• [Exercise task] Rewrite the lines of the data below, from the line containing "the waterfall in" through the end of the data, both included, as a Markdown table with the columns "No." and "Line", numbering each row and leaving out blank lines. Leave the pictures out of the table.

(Coordinate annotation data)
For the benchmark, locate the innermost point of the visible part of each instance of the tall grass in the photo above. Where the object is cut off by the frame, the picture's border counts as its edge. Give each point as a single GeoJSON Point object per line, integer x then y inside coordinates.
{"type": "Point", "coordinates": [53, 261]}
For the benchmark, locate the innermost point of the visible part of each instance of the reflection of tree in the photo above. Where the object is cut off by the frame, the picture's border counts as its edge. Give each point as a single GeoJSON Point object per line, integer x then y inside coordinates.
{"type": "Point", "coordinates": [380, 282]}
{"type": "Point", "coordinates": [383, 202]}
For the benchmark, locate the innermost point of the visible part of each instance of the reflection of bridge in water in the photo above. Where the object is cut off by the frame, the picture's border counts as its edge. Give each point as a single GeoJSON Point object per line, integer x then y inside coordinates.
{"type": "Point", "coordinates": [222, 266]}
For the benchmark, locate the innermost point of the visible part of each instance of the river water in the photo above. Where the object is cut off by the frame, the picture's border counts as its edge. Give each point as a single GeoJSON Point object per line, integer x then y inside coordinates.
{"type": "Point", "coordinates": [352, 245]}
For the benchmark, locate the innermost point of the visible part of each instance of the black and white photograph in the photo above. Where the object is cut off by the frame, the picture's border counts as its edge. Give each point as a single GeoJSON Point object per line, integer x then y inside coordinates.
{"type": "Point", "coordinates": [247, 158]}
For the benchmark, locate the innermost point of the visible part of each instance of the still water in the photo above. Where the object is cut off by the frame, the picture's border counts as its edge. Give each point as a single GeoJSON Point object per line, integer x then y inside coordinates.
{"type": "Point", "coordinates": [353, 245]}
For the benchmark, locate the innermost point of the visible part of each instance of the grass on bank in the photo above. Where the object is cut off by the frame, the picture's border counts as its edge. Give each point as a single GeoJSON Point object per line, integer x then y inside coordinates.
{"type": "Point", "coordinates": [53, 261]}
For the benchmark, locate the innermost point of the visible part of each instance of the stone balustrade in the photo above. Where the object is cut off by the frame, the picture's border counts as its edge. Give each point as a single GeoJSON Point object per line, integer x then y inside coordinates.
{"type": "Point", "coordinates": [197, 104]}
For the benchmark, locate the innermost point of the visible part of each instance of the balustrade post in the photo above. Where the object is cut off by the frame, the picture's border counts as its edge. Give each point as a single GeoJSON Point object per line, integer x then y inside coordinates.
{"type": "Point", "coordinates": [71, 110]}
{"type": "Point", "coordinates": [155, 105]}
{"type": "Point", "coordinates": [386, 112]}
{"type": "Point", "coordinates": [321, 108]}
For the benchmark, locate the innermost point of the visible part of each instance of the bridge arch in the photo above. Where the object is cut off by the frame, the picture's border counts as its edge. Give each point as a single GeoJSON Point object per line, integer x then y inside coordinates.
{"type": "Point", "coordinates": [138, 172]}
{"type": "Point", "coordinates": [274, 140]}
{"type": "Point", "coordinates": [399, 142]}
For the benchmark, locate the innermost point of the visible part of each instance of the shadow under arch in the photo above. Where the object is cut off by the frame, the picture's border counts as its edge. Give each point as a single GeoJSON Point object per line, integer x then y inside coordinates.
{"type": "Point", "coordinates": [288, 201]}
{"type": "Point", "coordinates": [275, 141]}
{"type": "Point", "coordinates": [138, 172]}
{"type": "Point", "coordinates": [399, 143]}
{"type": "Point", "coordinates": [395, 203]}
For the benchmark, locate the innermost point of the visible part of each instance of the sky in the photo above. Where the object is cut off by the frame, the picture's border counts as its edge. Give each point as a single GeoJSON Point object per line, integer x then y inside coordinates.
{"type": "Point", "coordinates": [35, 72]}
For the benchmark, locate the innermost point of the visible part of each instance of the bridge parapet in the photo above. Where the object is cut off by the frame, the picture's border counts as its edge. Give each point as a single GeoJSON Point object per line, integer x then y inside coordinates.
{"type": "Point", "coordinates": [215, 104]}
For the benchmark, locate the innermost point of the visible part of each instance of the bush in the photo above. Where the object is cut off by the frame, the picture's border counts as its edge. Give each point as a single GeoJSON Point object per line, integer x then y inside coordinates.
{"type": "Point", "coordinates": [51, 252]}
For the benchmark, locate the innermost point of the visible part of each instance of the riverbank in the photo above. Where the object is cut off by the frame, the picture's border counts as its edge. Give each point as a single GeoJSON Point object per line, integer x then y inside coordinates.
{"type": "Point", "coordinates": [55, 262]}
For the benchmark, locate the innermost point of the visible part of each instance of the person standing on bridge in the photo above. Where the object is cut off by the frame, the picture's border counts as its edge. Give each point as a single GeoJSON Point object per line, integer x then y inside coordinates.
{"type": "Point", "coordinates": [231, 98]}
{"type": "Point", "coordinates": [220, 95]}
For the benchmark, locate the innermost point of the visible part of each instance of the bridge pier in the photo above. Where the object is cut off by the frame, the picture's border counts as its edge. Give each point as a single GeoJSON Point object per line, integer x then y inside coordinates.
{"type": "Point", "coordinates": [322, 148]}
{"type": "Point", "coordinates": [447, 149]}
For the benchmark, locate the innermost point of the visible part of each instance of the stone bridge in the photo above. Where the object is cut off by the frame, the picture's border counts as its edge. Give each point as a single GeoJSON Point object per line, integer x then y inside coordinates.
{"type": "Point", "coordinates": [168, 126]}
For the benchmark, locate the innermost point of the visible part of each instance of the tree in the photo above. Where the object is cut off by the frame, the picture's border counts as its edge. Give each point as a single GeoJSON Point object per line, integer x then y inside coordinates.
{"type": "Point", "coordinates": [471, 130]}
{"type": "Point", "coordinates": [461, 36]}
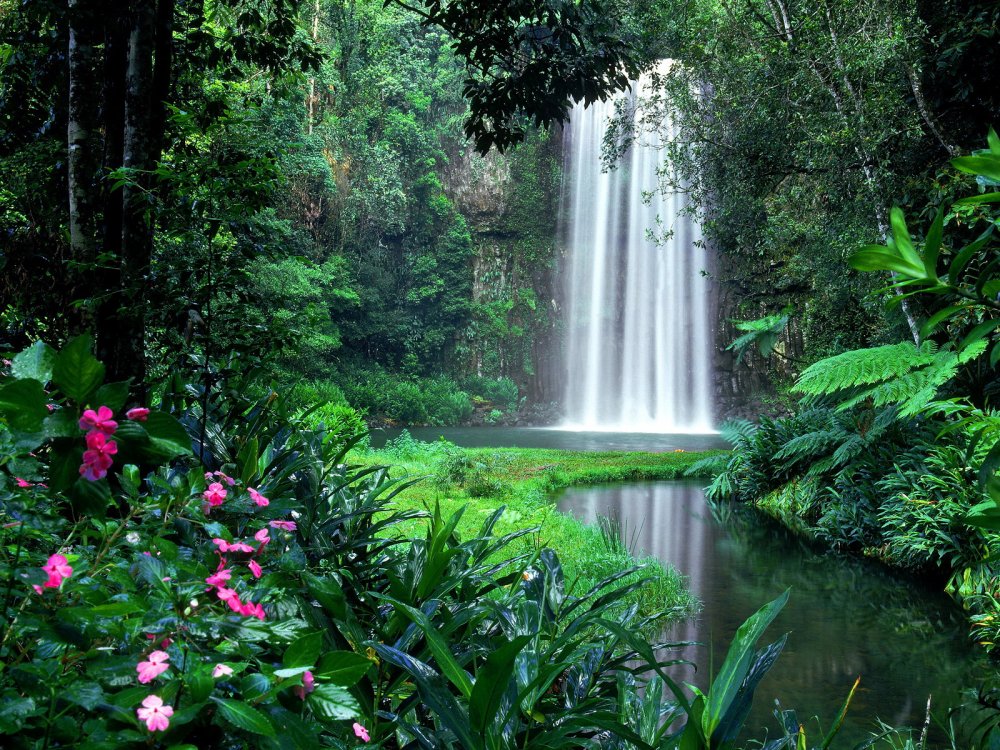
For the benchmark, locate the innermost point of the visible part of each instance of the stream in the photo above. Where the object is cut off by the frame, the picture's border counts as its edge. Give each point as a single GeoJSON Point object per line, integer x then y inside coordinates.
{"type": "Point", "coordinates": [845, 617]}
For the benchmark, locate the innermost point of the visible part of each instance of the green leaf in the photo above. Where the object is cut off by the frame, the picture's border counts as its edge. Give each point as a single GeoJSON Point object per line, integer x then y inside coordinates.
{"type": "Point", "coordinates": [76, 371]}
{"type": "Point", "coordinates": [333, 703]}
{"type": "Point", "coordinates": [113, 396]}
{"type": "Point", "coordinates": [167, 434]}
{"type": "Point", "coordinates": [491, 683]}
{"type": "Point", "coordinates": [901, 236]}
{"type": "Point", "coordinates": [438, 646]}
{"type": "Point", "coordinates": [737, 664]}
{"type": "Point", "coordinates": [932, 245]}
{"type": "Point", "coordinates": [90, 498]}
{"type": "Point", "coordinates": [245, 717]}
{"type": "Point", "coordinates": [34, 363]}
{"type": "Point", "coordinates": [987, 166]}
{"type": "Point", "coordinates": [343, 667]}
{"type": "Point", "coordinates": [22, 402]}
{"type": "Point", "coordinates": [304, 651]}
{"type": "Point", "coordinates": [879, 258]}
{"type": "Point", "coordinates": [978, 200]}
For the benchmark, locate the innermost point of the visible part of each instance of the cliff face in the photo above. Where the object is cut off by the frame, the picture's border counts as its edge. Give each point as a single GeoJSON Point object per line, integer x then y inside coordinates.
{"type": "Point", "coordinates": [510, 203]}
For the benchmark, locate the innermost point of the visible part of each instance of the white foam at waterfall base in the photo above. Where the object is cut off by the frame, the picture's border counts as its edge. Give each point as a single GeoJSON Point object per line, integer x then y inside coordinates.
{"type": "Point", "coordinates": [638, 335]}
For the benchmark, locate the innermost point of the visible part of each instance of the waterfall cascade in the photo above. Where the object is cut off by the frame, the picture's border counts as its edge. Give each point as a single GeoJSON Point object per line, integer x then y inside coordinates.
{"type": "Point", "coordinates": [638, 334]}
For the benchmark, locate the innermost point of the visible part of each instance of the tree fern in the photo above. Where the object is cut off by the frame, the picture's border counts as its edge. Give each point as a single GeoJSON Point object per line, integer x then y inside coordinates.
{"type": "Point", "coordinates": [899, 374]}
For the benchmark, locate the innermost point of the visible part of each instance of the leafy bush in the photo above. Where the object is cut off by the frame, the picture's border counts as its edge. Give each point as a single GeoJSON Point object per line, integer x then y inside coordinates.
{"type": "Point", "coordinates": [269, 602]}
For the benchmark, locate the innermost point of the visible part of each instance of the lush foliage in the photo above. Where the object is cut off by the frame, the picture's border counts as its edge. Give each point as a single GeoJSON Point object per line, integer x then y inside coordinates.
{"type": "Point", "coordinates": [894, 451]}
{"type": "Point", "coordinates": [273, 602]}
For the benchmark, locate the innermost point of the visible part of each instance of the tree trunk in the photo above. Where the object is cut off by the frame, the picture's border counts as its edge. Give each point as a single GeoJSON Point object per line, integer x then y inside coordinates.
{"type": "Point", "coordinates": [82, 150]}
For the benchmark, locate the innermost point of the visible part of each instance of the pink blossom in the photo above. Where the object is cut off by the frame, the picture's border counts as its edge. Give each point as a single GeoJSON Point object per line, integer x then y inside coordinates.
{"type": "Point", "coordinates": [230, 597]}
{"type": "Point", "coordinates": [258, 498]}
{"type": "Point", "coordinates": [225, 546]}
{"type": "Point", "coordinates": [249, 609]}
{"type": "Point", "coordinates": [155, 714]}
{"type": "Point", "coordinates": [215, 494]}
{"type": "Point", "coordinates": [138, 414]}
{"type": "Point", "coordinates": [99, 421]}
{"type": "Point", "coordinates": [307, 686]}
{"type": "Point", "coordinates": [97, 459]}
{"type": "Point", "coordinates": [154, 667]}
{"type": "Point", "coordinates": [58, 570]}
{"type": "Point", "coordinates": [219, 577]}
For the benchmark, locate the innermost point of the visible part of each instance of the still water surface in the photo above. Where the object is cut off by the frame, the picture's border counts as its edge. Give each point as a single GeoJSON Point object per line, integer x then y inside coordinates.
{"type": "Point", "coordinates": [547, 437]}
{"type": "Point", "coordinates": [844, 618]}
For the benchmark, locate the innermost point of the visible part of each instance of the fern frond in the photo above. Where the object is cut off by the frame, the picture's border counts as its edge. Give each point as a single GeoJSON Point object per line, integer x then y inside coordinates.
{"type": "Point", "coordinates": [863, 367]}
{"type": "Point", "coordinates": [710, 466]}
{"type": "Point", "coordinates": [735, 430]}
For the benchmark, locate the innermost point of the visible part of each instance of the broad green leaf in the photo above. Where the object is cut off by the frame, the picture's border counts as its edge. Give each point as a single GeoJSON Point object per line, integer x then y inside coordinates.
{"type": "Point", "coordinates": [304, 651]}
{"type": "Point", "coordinates": [243, 716]}
{"type": "Point", "coordinates": [76, 371]}
{"type": "Point", "coordinates": [22, 403]}
{"type": "Point", "coordinates": [932, 245]}
{"type": "Point", "coordinates": [964, 255]}
{"type": "Point", "coordinates": [737, 664]}
{"type": "Point", "coordinates": [167, 434]}
{"type": "Point", "coordinates": [491, 683]}
{"type": "Point", "coordinates": [343, 667]}
{"type": "Point", "coordinates": [34, 363]}
{"type": "Point", "coordinates": [333, 703]}
{"type": "Point", "coordinates": [438, 646]}
{"type": "Point", "coordinates": [90, 498]}
{"type": "Point", "coordinates": [901, 236]}
{"type": "Point", "coordinates": [113, 396]}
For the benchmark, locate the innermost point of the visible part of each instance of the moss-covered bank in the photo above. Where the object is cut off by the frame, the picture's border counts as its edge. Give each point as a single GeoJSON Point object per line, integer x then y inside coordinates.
{"type": "Point", "coordinates": [522, 480]}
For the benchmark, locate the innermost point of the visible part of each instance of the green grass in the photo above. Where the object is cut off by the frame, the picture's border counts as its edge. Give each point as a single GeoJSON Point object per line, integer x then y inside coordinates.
{"type": "Point", "coordinates": [522, 480]}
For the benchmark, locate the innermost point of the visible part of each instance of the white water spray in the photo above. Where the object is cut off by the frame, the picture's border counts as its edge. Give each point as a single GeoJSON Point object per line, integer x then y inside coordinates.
{"type": "Point", "coordinates": [638, 337]}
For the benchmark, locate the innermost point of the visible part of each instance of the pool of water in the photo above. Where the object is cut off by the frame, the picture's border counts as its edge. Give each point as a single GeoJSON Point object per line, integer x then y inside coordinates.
{"type": "Point", "coordinates": [845, 618]}
{"type": "Point", "coordinates": [548, 437]}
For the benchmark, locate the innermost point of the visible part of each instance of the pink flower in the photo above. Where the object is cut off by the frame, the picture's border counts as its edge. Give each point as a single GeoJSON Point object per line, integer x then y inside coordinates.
{"type": "Point", "coordinates": [230, 597]}
{"type": "Point", "coordinates": [97, 459]}
{"type": "Point", "coordinates": [361, 733]}
{"type": "Point", "coordinates": [307, 686]}
{"type": "Point", "coordinates": [138, 414]}
{"type": "Point", "coordinates": [99, 421]}
{"type": "Point", "coordinates": [225, 546]}
{"type": "Point", "coordinates": [155, 714]}
{"type": "Point", "coordinates": [258, 498]}
{"type": "Point", "coordinates": [219, 577]}
{"type": "Point", "coordinates": [150, 670]}
{"type": "Point", "coordinates": [249, 609]}
{"type": "Point", "coordinates": [215, 494]}
{"type": "Point", "coordinates": [58, 570]}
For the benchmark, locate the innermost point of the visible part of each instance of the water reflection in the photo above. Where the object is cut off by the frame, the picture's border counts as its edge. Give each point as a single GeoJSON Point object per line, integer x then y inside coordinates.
{"type": "Point", "coordinates": [544, 437]}
{"type": "Point", "coordinates": [845, 617]}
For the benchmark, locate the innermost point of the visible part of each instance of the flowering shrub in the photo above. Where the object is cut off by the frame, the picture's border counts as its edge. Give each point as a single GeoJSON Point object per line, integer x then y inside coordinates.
{"type": "Point", "coordinates": [263, 597]}
{"type": "Point", "coordinates": [144, 600]}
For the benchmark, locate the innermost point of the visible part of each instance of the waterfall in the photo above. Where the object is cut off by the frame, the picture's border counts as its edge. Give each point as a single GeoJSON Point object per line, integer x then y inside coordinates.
{"type": "Point", "coordinates": [638, 340]}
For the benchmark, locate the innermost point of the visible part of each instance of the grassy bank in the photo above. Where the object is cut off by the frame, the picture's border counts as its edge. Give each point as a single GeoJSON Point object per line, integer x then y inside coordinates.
{"type": "Point", "coordinates": [523, 480]}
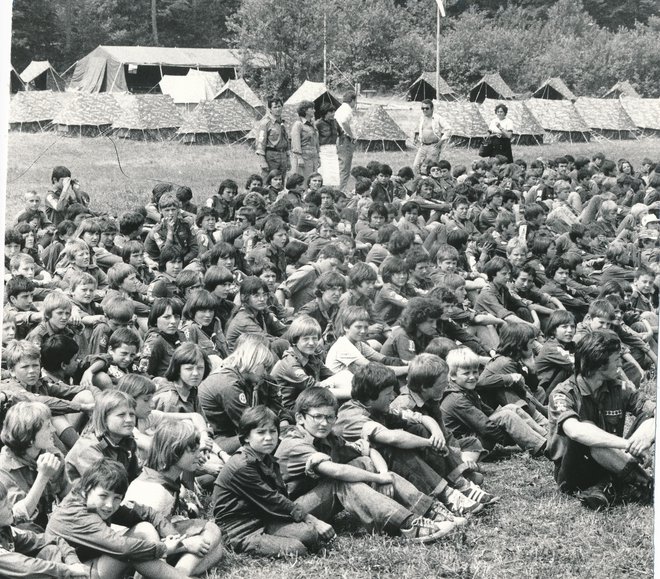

• [Solution for this exercise]
| No. | Line |
|---|---|
| 1 | For the benchmark, locate the innermost point of the visible part of each instance of the waterfall in the photo above. Where the object is cut off by the frame, the picture's border counts as its edge. Give each point as a single GeoJSON Point object per line, integer x then y inside coordinates. |
| 2 | {"type": "Point", "coordinates": [638, 340]} |
| 3 | For the benchmark, locate the innermost point of the visible part of each instance of the grassy bank in the photo above. Where the object is cut off by the frame, the picture's border counts as its edge. Give each point as a single GeoJSON Point object per line, integer x then y inside coordinates. |
| 4 | {"type": "Point", "coordinates": [523, 480]} |